Records from a dataset:
%%

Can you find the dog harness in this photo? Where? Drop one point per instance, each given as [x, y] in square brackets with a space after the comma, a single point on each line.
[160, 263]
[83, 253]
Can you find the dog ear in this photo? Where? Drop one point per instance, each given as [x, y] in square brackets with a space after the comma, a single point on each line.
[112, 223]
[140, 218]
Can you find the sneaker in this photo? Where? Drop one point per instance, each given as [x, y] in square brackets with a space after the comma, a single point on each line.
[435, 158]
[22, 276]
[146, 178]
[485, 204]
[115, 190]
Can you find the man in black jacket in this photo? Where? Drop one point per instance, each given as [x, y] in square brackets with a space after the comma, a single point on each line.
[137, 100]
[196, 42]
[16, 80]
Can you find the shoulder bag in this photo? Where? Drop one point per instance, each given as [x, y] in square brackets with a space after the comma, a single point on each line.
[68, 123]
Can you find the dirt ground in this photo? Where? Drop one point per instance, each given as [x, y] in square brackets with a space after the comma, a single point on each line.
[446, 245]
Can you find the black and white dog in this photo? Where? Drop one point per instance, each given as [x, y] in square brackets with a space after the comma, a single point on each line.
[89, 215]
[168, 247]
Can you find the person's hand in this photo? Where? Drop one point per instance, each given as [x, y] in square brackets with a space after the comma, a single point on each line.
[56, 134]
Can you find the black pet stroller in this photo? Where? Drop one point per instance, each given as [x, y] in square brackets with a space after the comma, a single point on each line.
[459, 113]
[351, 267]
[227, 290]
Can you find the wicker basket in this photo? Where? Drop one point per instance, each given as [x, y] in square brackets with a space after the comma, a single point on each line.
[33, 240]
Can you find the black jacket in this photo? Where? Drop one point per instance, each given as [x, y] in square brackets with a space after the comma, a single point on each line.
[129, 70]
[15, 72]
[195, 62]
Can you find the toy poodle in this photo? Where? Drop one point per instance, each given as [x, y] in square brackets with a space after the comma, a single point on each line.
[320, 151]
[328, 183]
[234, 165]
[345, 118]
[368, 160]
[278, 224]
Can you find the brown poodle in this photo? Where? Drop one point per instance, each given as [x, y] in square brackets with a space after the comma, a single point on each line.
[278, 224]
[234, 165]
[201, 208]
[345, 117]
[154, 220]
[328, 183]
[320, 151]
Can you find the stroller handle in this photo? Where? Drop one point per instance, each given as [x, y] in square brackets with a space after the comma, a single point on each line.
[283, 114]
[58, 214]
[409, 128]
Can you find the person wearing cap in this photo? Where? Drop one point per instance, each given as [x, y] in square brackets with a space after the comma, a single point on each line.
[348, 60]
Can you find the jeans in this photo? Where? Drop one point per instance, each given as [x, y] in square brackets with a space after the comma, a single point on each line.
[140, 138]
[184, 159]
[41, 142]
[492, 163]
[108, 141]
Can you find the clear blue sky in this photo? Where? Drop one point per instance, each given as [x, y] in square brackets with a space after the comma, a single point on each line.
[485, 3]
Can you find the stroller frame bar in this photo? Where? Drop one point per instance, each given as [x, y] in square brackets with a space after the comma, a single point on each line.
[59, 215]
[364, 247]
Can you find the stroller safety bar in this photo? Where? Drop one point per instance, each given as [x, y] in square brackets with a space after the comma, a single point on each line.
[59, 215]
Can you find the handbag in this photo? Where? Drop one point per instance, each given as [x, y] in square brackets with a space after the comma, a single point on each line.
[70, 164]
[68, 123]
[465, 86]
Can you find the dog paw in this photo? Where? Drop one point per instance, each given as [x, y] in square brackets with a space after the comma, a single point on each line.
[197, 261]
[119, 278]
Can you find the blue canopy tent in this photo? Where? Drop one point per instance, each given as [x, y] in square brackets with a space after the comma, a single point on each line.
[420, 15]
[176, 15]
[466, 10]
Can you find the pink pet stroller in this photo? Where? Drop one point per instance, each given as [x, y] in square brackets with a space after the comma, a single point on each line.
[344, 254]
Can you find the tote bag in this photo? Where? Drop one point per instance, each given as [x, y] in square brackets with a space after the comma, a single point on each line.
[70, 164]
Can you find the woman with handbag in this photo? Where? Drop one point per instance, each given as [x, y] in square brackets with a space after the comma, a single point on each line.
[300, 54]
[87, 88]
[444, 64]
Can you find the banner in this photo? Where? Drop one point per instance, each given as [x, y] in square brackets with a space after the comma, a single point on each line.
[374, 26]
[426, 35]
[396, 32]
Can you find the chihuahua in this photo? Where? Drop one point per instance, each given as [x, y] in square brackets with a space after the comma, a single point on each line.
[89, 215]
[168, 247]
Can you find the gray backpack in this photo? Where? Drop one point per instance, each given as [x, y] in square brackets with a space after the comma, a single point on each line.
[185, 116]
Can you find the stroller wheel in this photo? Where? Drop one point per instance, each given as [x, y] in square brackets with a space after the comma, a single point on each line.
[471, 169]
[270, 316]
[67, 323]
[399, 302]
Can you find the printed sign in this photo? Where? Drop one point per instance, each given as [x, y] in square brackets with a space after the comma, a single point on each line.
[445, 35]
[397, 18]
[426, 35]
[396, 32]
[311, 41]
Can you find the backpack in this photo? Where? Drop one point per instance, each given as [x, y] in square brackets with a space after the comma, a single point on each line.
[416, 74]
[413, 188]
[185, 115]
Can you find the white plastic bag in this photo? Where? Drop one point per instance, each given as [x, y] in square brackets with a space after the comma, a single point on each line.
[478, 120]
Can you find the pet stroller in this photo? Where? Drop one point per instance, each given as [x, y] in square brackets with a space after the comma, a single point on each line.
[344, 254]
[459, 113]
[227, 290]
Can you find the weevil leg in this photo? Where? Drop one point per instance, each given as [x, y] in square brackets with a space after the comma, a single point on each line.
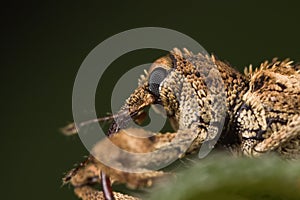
[285, 141]
[106, 187]
[89, 193]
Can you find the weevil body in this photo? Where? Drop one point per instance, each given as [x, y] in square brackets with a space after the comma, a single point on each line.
[260, 111]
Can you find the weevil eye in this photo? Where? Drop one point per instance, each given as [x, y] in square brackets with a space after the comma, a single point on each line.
[155, 79]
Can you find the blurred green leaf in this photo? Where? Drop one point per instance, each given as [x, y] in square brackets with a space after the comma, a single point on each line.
[224, 177]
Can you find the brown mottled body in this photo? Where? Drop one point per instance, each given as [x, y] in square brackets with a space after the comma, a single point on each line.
[260, 111]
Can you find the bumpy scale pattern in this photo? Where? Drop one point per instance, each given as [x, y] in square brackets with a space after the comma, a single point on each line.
[260, 111]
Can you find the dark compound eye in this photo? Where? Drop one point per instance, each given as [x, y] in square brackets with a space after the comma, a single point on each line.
[155, 79]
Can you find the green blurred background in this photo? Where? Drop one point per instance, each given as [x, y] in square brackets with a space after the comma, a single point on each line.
[44, 43]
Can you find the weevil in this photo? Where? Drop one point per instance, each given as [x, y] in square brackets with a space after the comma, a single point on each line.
[261, 115]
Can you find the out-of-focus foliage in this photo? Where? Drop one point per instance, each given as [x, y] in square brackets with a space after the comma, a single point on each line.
[223, 177]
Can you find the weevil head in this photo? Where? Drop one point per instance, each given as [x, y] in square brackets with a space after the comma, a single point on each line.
[173, 81]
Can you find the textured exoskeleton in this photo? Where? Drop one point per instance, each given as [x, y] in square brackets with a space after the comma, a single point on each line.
[206, 100]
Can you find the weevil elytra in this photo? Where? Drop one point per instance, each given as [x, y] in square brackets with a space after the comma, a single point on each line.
[262, 115]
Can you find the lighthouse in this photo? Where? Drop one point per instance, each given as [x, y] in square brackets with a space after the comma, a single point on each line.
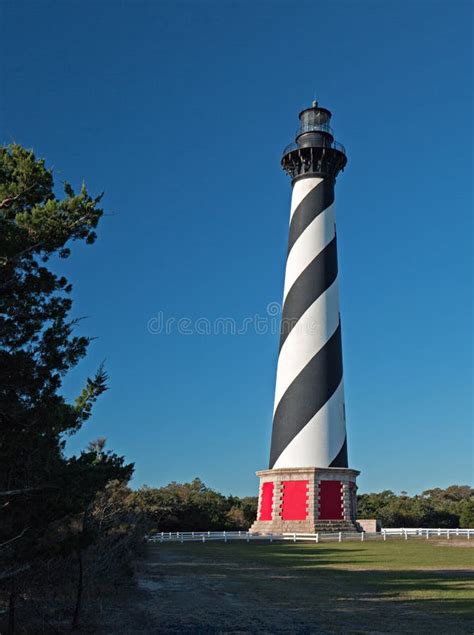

%%

Pictures aside, repeat each entry in full and without change.

**Exercise answer**
Can you find the dog harness in this photo? Where? Drop one point per instance, each given as [x, y] in square brackets with a space after the comma, a single point on each line.
[160, 263]
[83, 253]
Can you find the dog ear in this photo? Where? Drop one point per instance, each given as [x, y] in square brackets with a space after the comma, a single point on each line.
[112, 223]
[140, 218]
Can you find the sneaker in this photo? Where? Drop one point per instance, each given as [x, y] in square brackets with a space after the comma, a single point on each line.
[435, 158]
[22, 276]
[146, 178]
[485, 204]
[115, 190]
Can you find the man in black jacket in this photo? Where? Drop one point per instance, each given as [x, y] in square brackets with a space after the comma, a single point on each line.
[137, 100]
[196, 42]
[16, 80]
Can you find the shoulder bag in this photo? Where? Drop one point per instance, each given as [x, y] in square brackets with a space after the comma, a single point on each line.
[68, 123]
Can you find the dirt ground in this photo? Where? Drop one point per instance, each given as [x, y] in square brackets with a space after the comma, a single point on each line.
[446, 245]
Can you find the black and white dog in this photo? Where? Drop one point per instance, each given as [x, y] in square brackets with a space after the comma, a single point on each line.
[89, 215]
[168, 247]
Can you find the person's hand in this photo? Where? Drop one point per instance, each given as [x, y] in square brackets with a space after the comma, a single point on each line.
[56, 134]
Can you find the black pet stroller in this photo? Where? Drop one point per instance, each given as [x, y] in square brackets with a space after the comma, a single point on each line.
[459, 113]
[351, 267]
[227, 290]
Can you find the wicker basket in this photo? Where? Drop one point per instance, each given as [x, y] in square brackets with a space after the comma, a single point on each line.
[33, 240]
Can you find the black jacket in this photo? Where? Drop one point per instance, each given as [x, y] in square brackets with a space after the comma, a single point on each line.
[129, 70]
[15, 72]
[195, 62]
Can you find the toy poodle in this photo? Where? Drop one point per instance, each given as [x, y] in square brackets with a space after the comma, a single point on each line.
[320, 151]
[328, 183]
[234, 165]
[345, 118]
[368, 160]
[278, 224]
Can you find the brown poodle in this photo? Where? Drop one point per instance, each given as [x, y] in square brackets with a space after the comma, a single point on each line.
[278, 224]
[234, 165]
[201, 208]
[345, 117]
[154, 220]
[328, 183]
[320, 151]
Can you find the stroller handle in this photo? Where? Drop one point per instance, each given as [x, y] in square brackets with a space after the comma, a single point on each line.
[283, 114]
[58, 214]
[409, 128]
Can you find the person wearing cap in this photo? Where? Drop one point per instance, each given as [x, y] in square brackets with a space after the comma, a single point on each line.
[348, 60]
Can you find the jeans in this photo? Where? Drop one point per instance, each given as [x, y] in square brackets with a space after the comma, a single point on each line.
[140, 138]
[184, 159]
[41, 142]
[492, 163]
[108, 141]
Can you find the clear blue sky in this photo? Where? Drop one point per instance, each given as [x, y] in square brackets with a space after the comma, a single point on each line.
[485, 3]
Can you find the stroller frame bar in this photo? Where? Drop one point per instance, each given as [x, y] in square brackets with a space after the comma, a single point on each line.
[59, 215]
[364, 247]
Can you find the stroller safety bar in this photo? Where? Drop one point per instance, each given as [x, y] in square brackets with a space after the comma, a single point on each line.
[59, 215]
Can you find the handbag in this photo? Where? Drop one point per instance, each given as [x, y] in square brackets with a space after the comma, a single point on each line.
[70, 164]
[68, 123]
[465, 86]
Can you find the dog paw in this photo? Where? Drop one point per instance, each given as [x, y] in square brackets with a space after the comma, a single point on each line.
[197, 261]
[119, 278]
Can you find the blue canopy tent in this photo? Where? Drop one point per instance, each given as [x, y] in square brackets with a space after the comma, a single point on each line.
[420, 15]
[176, 15]
[466, 10]
Can you find the pink pet stroller in this photo? Where? Drop one point per instance, each given as [x, y] in square brackets with a space after the comma, a single point on each line.
[344, 254]
Can you find the tote bag in this photo? Where? Drop one point per instance, each given as [x, y] in square brackets with a space after the comma, a single point on each line.
[70, 164]
Can you find the woman with handbag in this photo? Where? Drop one point per instance, each given as [x, y] in square brackets with a space after the comma, a single point on each line.
[300, 54]
[87, 88]
[444, 64]
Can you find the banner in this photo? Where? Drop one point per instance, each given as [x, y] in square brackets with a space after the comma, a single point on each line.
[374, 26]
[426, 35]
[396, 32]
Can you find the chihuahua in this photo? Where? Drop one point per instance, each given as [x, y] in square brackets with a space after the comma, a single point on each line.
[89, 215]
[168, 247]
Can you find the gray backpack in this photo? Where? Drop one point per instance, each given as [x, y] in square brackets with a space after the comma, a single point on each line.
[185, 116]
Can you find the stroller wheel in this photo? Where? Drop one point per instance, each given as [x, y] in square brackets with a space after the comma, a single point on each line.
[471, 169]
[270, 316]
[67, 323]
[399, 302]
Can you find the printed sign in this photo? Where? Drop one point per instance, each given as [x, y] in square brackets with a space after the comma, a single point on each line.
[445, 35]
[397, 18]
[426, 35]
[396, 32]
[311, 41]
Can you find the backpack in this photo? Where? Drop one point per instance, each given as [x, y] in square brackets with a space after the comma, a single point on each line.
[416, 74]
[413, 188]
[185, 115]
Can you find the white plastic bag in this photo? Where? Drop one point per instance, each given as [x, y] in square brackets with a space after the comma, a single point on each line.
[478, 120]
Can you find the pet stroller in this photo? Where? Drop one point per instance, each given as [x, y] in square brackets with a space after the comma, a single point on each line.
[344, 254]
[459, 113]
[227, 290]
Can you find the weevil leg in this photo? Where? Drop one point per instance, each given as [x, y] in square brackets with a space after the comma, a single point on each line.
[285, 141]
[106, 187]
[89, 193]
Can you find the weevil body in this photo? Where? Drop one point per instance, each given as [x, y] in square brackets with a space after the comma, a single point on each line.
[260, 111]
Can you find the weevil eye in this photo? Where? Drop one point per instance, each given as [x, y] in square brackets with a space after the comma, a single point on each line.
[155, 79]
Can you find the blurred green leaf in this photo? Where? Drop one point per instance, each given as [x, y] in square brackets with a space after the comma, a single point on each line.
[224, 177]
Can you find the brown mottled body in this photo? Where? Drop one point per instance, each given as [x, y] in square brackets with a space after the comma, a single point on each line.
[260, 111]
Can you find the bumpy scale pattern in this photo? Where? Drop one point per instance, each given as [x, y] in square brackets with a space after the comma, a single point on each line.
[260, 111]
Can you find the dark compound eye in this photo? Where? Drop one point per instance, each given as [x, y] in square brackets with a space after the comma, a single point on each line.
[155, 79]
Can you find the green blurred background in this photo? Where? Drop one point per instance, each given as [x, y] in square brackets with a space after the comma, a single point on each line.
[44, 43]
Can you find the weevil in this photo? Where? Drop one point per instance, each given as [x, y] in square brackets with a space after the comma, a single point on each line.
[261, 115]
Can you find the out-of-focus foliage in this photo? Where? Drop one point per instance, each given as [x, y] in square brackets with a space after the comma, a single point on each line.
[223, 177]
Can you find the weevil head in this photo? Where? Drop one point per instance, each given as [x, y] in square brackets with a space after the comma, a single point on each line.
[173, 81]
Can you find the textured exoskeleton in this photo? Where? Drop one point per instance, each given as [x, y] in square brackets with a space after the comma, a single point on each line.
[206, 100]
Can you find the weevil elytra in this photo? Where? Drop one point per instance, each given as [x, y] in square brackets with a space after the comma, a single point on each line.
[262, 115]
Can you find the lighthouse in this photo? Where? Drop one point per instance, each given as [x, y] in square brackets with a space after the comma, a single point on each line.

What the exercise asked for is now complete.